§ Stated exercise A:
Pick out each line of the records that contains the word "roof".
[START OF Source text]
In the realm of semiconductor physics, band gap energy is a fundamental concept that refers to the energy difference between the top of the valence band and the bottom of the conduction band. Electrons need to gain this precise energy amount to jump from the valence band, where they are bound to atoms, to the conduction band, where they are free to conduct electricity.

For a material like cadmium sulfide (CdS), the band gap energy is 2.4 electronvolts (eV). When light with energy equal to or greater than this band gap strikes the material, electrons are excited and move across the band gap. Upon returning to their ground states, these electrons release energy in the form of light—or, more specifically, photons. This photon energy corresponds to the band gap energy and thus determines the color of the light emitted.

Through a conversion process using Planck's constant (h) and the speed of light (c), we can relate this energy to a wavelength using the formula: \[ \lambda = \frac{hc}{E} \]
In the case of CdS with a band gap of 2.4 eV, the emitted light corresponds to a wavelength in the visible spectrum, showcasing the direct connection between band gap energy and photon wavelength.

Quantum dots are tiny particles that have remarkable optical and electronic properties that are intricately linked to their size. These nanocrystals can be as small as a few nanometers, a size that instills unique quantum mechanical behaviors.

Their size-dependent properties are especially notable when it comes to their optical characteristics. Altering the size of a quantum dot changes its band gap energy, which in turn affects the color of light it emits when illuminated—you can think of it as tuning a radio to different frequencies to change stations. Smaller quantum dots have larger band gaps and emit light with shorter wavelengths (towards the violet end of the spectrum), whereas larger dots have smaller band gaps and emit light with longer wavelengths (towards the red end).
[END OF Source text]
§ Stated exercise B:
In the passage on band gap energy, find every abbreviation or symbol placed in parentheses and give what each one stands for.
[START OF Supplied data]
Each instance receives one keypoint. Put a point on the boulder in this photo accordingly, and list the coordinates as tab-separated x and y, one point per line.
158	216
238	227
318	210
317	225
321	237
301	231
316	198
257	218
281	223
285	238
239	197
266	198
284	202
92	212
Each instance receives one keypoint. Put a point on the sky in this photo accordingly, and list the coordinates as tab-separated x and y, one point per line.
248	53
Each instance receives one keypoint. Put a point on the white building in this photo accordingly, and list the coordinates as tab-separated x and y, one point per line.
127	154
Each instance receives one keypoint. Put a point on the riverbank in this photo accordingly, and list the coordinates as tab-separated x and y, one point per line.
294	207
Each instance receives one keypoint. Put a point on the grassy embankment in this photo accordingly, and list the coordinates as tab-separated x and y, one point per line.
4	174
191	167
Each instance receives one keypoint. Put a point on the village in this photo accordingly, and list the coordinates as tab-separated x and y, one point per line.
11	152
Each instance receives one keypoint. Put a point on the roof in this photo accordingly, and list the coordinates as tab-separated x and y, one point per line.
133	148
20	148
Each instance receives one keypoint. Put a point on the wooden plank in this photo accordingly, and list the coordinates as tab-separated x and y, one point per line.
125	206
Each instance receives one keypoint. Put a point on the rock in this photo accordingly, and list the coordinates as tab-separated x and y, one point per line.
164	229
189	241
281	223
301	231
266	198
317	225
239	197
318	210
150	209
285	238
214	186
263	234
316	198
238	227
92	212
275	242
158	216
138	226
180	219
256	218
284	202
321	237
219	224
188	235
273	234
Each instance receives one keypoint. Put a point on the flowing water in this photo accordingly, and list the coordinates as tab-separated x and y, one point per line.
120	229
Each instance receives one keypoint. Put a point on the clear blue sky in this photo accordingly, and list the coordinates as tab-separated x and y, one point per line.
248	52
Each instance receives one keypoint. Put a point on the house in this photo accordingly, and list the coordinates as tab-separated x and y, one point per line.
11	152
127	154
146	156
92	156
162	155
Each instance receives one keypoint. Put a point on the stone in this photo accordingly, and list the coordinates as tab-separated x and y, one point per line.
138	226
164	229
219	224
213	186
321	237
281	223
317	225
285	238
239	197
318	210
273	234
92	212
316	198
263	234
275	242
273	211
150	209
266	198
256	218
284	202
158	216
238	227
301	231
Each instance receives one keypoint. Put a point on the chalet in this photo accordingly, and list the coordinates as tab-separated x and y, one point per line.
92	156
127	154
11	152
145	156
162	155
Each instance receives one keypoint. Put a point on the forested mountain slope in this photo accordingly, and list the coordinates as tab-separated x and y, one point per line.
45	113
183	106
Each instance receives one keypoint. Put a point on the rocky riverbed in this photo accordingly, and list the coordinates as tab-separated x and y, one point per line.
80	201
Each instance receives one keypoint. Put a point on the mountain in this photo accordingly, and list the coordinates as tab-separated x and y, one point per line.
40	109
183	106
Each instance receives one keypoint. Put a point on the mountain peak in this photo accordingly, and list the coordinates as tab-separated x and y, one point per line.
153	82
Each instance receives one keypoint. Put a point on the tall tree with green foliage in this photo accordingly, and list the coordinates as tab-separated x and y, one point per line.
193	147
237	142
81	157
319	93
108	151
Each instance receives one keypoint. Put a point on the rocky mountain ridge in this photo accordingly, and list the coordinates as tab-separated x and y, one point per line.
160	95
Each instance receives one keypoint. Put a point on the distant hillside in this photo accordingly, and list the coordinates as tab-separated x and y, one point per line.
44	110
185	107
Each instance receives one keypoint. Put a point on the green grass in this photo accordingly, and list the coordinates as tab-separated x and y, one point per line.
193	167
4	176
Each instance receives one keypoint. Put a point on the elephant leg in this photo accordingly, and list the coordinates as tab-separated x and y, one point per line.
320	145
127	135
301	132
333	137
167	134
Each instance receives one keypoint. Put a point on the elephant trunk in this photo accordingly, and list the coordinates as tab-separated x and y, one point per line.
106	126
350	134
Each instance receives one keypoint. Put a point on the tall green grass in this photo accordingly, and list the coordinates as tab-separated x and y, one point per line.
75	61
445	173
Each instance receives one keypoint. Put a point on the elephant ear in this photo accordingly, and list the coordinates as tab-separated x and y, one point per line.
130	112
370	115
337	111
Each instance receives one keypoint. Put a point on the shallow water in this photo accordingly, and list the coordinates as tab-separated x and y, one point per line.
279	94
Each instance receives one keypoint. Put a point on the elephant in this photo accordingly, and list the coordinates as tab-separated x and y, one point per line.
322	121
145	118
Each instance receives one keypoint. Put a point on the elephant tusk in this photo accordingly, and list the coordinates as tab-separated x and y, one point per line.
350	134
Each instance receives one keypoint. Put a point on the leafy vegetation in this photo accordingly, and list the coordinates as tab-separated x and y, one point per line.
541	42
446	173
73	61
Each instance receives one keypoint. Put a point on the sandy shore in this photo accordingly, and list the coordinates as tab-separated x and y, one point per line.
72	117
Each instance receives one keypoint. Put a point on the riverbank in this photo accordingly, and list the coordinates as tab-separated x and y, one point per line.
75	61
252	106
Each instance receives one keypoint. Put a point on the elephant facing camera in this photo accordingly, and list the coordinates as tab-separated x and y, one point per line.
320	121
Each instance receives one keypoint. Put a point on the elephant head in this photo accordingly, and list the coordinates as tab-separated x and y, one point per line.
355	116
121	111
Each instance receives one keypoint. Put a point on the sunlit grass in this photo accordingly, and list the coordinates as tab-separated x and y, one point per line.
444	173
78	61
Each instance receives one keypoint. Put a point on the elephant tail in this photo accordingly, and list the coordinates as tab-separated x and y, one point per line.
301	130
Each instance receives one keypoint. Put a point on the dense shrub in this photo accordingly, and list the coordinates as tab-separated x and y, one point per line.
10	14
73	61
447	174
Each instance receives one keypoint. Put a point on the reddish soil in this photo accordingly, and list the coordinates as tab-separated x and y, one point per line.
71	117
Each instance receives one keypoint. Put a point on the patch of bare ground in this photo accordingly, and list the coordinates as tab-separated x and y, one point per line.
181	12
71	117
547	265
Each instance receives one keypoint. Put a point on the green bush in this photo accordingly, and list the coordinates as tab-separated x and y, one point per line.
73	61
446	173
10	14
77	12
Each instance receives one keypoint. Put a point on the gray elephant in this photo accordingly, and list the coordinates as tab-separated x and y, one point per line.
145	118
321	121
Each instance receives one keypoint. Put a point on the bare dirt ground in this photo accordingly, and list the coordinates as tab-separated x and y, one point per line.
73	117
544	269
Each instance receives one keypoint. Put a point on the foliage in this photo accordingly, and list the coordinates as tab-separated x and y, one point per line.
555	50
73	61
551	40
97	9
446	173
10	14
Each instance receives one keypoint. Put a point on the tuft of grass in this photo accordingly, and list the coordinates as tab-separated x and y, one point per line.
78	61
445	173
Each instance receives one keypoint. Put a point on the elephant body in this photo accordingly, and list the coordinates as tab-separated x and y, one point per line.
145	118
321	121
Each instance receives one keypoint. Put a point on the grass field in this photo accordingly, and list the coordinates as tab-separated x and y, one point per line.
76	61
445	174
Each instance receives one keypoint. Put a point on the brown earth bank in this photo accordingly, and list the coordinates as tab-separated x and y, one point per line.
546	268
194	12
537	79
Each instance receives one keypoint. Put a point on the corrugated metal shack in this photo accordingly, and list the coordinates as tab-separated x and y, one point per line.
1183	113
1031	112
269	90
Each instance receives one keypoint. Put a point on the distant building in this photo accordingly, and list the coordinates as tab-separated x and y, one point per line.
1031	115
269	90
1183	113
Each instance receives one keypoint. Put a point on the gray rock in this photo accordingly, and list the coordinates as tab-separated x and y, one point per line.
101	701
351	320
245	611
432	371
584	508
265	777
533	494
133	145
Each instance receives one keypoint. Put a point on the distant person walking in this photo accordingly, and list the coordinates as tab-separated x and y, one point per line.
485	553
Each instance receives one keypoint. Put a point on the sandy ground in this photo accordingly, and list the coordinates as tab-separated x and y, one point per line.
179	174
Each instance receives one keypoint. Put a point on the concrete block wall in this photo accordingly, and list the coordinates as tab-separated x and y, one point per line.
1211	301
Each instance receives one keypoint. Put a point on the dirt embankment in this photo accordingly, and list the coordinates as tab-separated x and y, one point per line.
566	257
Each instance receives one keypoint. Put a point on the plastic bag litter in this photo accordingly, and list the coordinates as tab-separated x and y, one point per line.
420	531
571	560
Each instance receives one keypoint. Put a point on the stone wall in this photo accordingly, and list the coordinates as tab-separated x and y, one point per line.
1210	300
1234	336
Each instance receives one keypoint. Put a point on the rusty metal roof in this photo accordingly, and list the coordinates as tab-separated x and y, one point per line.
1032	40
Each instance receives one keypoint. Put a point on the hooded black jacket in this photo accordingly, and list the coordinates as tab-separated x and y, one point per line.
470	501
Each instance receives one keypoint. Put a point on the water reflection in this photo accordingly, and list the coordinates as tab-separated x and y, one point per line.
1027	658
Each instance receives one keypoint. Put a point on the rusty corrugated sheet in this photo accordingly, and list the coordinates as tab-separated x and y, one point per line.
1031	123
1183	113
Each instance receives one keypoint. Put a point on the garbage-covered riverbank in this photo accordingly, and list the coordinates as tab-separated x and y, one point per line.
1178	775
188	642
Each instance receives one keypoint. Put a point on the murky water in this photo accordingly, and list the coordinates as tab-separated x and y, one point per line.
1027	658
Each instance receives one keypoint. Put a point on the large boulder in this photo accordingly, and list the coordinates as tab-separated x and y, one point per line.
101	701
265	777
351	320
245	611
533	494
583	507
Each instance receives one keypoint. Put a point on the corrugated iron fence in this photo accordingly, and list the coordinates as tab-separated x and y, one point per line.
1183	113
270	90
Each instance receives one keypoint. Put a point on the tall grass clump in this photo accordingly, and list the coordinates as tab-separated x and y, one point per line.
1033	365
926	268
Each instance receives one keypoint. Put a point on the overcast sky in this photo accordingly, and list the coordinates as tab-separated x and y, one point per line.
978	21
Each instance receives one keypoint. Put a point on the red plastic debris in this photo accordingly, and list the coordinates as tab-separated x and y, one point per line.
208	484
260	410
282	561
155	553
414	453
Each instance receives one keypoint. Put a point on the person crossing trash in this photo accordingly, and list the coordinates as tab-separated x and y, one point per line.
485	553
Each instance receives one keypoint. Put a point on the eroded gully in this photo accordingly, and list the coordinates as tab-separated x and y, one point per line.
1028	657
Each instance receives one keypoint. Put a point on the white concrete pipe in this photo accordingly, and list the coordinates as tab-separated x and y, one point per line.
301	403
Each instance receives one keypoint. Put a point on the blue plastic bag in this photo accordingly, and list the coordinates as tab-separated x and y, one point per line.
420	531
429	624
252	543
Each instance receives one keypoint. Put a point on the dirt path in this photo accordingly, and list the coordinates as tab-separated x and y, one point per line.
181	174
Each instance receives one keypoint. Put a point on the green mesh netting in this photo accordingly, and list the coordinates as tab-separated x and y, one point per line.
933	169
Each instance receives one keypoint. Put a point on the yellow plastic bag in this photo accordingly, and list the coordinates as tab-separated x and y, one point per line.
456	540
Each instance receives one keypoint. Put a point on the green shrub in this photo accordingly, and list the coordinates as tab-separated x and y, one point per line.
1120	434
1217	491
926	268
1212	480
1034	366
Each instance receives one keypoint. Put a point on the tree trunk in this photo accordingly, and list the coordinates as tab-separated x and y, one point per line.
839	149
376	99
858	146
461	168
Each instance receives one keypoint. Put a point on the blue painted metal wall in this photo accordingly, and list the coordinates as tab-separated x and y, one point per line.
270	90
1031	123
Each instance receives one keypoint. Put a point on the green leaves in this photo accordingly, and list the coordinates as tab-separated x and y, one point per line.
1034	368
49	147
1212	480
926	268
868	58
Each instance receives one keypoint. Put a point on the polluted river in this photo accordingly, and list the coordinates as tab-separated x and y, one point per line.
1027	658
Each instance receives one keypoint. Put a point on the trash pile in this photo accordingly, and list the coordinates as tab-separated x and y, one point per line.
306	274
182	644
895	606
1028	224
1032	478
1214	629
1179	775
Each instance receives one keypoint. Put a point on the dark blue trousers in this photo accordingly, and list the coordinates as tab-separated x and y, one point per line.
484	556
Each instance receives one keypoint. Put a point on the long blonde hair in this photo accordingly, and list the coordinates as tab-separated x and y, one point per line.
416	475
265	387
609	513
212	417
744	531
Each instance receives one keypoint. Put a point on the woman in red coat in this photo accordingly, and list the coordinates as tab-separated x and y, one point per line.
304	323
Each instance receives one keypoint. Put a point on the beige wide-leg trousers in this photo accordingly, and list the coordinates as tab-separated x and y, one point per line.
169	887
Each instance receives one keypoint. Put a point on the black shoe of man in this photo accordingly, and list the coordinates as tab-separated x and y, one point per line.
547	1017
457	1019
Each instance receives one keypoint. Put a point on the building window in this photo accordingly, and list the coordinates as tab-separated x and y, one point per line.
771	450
[END OF Supplied data]
§ Complete response A:
Each instance receives one keypoint. Put a point on the roof in this photo accordingly, and list the coordinates as tab-separated x and y, one point per line.
Each instance receives one keypoint. Put a point on the rusty metal roof in this photo accordingly, and list the coordinates as tab-separated x and y, one point per line.

§ Complete response B:
CdS: cadmium sulfide
eV: electronvolts
h: Planck's constant
c: the speed of light